**TASK GOAL**:
Rewrite every line of the material below as a JSON list of strings, one string per line, with blank lines left out.

[Some records]

..........

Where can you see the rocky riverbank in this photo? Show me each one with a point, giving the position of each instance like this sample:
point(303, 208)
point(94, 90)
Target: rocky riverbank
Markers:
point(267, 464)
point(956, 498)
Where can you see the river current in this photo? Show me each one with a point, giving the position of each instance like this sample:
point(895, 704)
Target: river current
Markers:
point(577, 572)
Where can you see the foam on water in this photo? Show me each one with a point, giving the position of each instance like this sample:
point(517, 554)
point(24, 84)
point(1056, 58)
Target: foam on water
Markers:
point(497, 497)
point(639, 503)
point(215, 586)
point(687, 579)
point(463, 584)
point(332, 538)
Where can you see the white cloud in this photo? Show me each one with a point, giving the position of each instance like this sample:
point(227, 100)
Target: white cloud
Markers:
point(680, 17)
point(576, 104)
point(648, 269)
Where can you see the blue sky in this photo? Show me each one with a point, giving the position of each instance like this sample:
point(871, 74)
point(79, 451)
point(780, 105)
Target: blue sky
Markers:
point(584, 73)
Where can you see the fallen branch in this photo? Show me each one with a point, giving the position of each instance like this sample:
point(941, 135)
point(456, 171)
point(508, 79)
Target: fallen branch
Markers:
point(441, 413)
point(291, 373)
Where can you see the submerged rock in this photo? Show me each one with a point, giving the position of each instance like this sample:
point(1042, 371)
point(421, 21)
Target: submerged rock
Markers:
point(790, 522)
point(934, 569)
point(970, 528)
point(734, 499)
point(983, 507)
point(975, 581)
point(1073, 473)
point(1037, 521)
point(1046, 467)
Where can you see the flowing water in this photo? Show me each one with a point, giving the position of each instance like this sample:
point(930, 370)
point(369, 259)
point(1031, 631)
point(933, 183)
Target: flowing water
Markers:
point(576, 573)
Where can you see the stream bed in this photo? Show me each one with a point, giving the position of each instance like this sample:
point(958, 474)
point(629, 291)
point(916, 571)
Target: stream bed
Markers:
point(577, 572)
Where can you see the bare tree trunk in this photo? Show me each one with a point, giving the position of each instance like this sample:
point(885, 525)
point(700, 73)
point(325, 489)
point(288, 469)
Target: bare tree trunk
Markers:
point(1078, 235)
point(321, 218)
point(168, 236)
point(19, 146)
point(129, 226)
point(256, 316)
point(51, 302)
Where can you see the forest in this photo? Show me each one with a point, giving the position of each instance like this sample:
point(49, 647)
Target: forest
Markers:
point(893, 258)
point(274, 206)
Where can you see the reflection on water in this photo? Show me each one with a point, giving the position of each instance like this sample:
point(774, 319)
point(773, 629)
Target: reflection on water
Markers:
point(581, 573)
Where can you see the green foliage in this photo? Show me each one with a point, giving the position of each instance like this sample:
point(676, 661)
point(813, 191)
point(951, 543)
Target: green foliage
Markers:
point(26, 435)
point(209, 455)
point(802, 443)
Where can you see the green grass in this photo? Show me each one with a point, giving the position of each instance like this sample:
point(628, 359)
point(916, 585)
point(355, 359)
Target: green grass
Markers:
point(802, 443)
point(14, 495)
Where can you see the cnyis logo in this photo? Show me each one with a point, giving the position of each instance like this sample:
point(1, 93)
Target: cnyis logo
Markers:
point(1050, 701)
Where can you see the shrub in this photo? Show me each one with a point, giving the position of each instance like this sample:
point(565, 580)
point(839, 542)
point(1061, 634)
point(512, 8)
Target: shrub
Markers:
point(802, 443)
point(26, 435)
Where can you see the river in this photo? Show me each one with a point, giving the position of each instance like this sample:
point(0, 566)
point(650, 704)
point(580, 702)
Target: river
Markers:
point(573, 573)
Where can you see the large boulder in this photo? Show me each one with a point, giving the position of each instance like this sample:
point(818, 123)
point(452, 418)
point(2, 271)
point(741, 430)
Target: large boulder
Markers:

..........

**COMPLETED EXERCISE**:
[
  "Where can you see the rocky riverbank in this photo? Show me each one with a point, giving the position of each instance like this sample:",
  "point(303, 208)",
  "point(94, 90)",
  "Target: rocky riverbank",
  "Markers:",
  "point(267, 464)",
  "point(956, 498)",
  "Where can you see the river current in this photo? Show me each one with a point, giving the position of each instance like this sample:",
  "point(895, 704)",
  "Target: river current",
  "Markers:",
  "point(577, 572)",
  "Where can you see the foam on water in this photo? Show me each one with a point, giving the position of each instance like this sample:",
  "point(517, 554)",
  "point(24, 84)",
  "point(1056, 58)",
  "Target: foam on water",
  "Markers:",
  "point(497, 497)",
  "point(639, 503)",
  "point(215, 586)",
  "point(687, 579)",
  "point(463, 584)",
  "point(332, 538)",
  "Where can you see the white cloud in this photo? Show me each one with a point, giving the position of each instance like this sample:",
  "point(227, 100)",
  "Target: white cloud",
  "Markers:",
  "point(680, 17)",
  "point(576, 104)",
  "point(648, 269)",
  "Where can you see the blue sky in this photo? Show me each one with a point, giving the position of each instance like this sample:",
  "point(871, 74)",
  "point(79, 451)",
  "point(780, 105)",
  "Target: blue sky",
  "Markers:",
  "point(584, 73)",
  "Where can you see the fallen branch in this photo? Show me each one with a point, giving the position of each instance like this sample:",
  "point(941, 135)",
  "point(456, 171)",
  "point(508, 79)",
  "Target: fallen branch",
  "Markers:",
  "point(441, 413)",
  "point(291, 373)",
  "Where can you see the submerged rock in this photo? Show me each one with a point, giving the position of each instance like this sample:",
  "point(1042, 371)",
  "point(421, 21)",
  "Target: submerged rock",
  "Markers:",
  "point(790, 522)",
  "point(934, 569)",
  "point(970, 528)",
  "point(734, 499)",
  "point(983, 507)",
  "point(975, 581)",
  "point(1073, 473)",
  "point(1037, 521)",
  "point(1046, 467)",
  "Where can you see the flowing water in this photo? Show me each one with a point, giving the position of each instance like this sample:",
  "point(930, 370)",
  "point(369, 259)",
  "point(1031, 631)",
  "point(933, 183)",
  "Target: flowing water",
  "Markers:",
  "point(576, 573)",
  "Where can you see the stream bed in this photo? Show me each one with a point, giving the position of each instance like this sample:",
  "point(958, 474)",
  "point(629, 291)",
  "point(916, 571)",
  "Target: stream bed",
  "Markers:",
  "point(577, 572)",
  "Where can you see the bare tree trunk in this photo? Show me each one with a point, giving the position of each instance like this sample:",
  "point(885, 525)",
  "point(700, 73)",
  "point(325, 489)",
  "point(288, 469)",
  "Target: bare tree trunk",
  "Markers:",
  "point(1078, 235)",
  "point(321, 218)",
  "point(168, 236)",
  "point(19, 146)",
  "point(129, 226)",
  "point(256, 316)",
  "point(51, 302)",
  "Where can you see the forest in this photo? Show me each one with a point, giving the position of each instance like this sample:",
  "point(49, 647)",
  "Target: forest",
  "Markers:",
  "point(893, 258)",
  "point(274, 206)",
  "Where can you see the reflection on water in this photo? Show me each one with a point, giving the position of each instance like this sample:",
  "point(774, 319)",
  "point(773, 629)",
  "Target: reflection on water",
  "Markers:",
  "point(581, 573)",
  "Where can you see the green foliage in this photo? Show me each one with a point, giving the position of each instance like this sample:",
  "point(676, 661)",
  "point(813, 191)",
  "point(951, 543)",
  "Target: green foliage",
  "Markers:",
  "point(26, 435)",
  "point(209, 455)",
  "point(802, 443)",
  "Where can you see the green grass in this photo? Show me each one with a point, giving the position of each instance like this sample:",
  "point(628, 359)",
  "point(916, 585)",
  "point(355, 359)",
  "Target: green grass",
  "Markers:",
  "point(802, 443)",
  "point(14, 495)",
  "Where can you see the cnyis logo in this photo? Show me each one with a point, giving the position of each instance like this sample:",
  "point(1, 93)",
  "Target: cnyis logo",
  "Markers:",
  "point(1050, 701)",
  "Where can you see the shrub in this photo? Show me each one with a point, giving the position of each instance like this sample:",
  "point(565, 580)",
  "point(839, 542)",
  "point(1061, 634)",
  "point(512, 8)",
  "Target: shrub",
  "Markers:",
  "point(802, 443)",
  "point(26, 435)",
  "Where can you see the river in this photo? Show me each one with a point, giving the position of each instance like this sample:",
  "point(0, 566)",
  "point(650, 704)",
  "point(580, 702)",
  "Target: river",
  "Markers:",
  "point(573, 573)",
  "Where can you see the large boulder in this photo? Show me each one with a point, giving the position of each instance like this sample:",
  "point(818, 123)",
  "point(452, 418)",
  "point(2, 271)",
  "point(741, 430)",
  "Target: large boulder",
  "Markers:"
]